| What is being asked |
Copy out all of the material below, swapping "shadow on grass" for "shade on the lawn" and changing nothing else. Omit the pictures.

| Data shown |
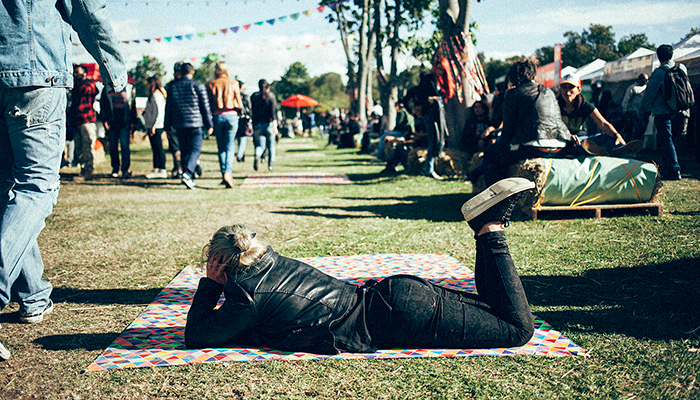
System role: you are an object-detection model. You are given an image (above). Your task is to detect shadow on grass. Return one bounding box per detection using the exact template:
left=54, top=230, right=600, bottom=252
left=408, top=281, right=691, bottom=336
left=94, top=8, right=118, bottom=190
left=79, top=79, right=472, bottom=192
left=51, top=287, right=162, bottom=305
left=273, top=193, right=492, bottom=222
left=522, top=259, right=700, bottom=340
left=34, top=332, right=119, bottom=351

| Exercise output |
System role: you are an object-detection model. You are given an image (above). Your task is to detect shade on the lawn. Return one bounding box per detection using the exact template:
left=54, top=230, right=600, bottom=252
left=408, top=281, right=691, bottom=336
left=94, top=8, right=118, bottom=190
left=79, top=79, right=472, bottom=192
left=51, top=287, right=162, bottom=305
left=273, top=193, right=492, bottom=222
left=522, top=259, right=700, bottom=340
left=34, top=332, right=119, bottom=351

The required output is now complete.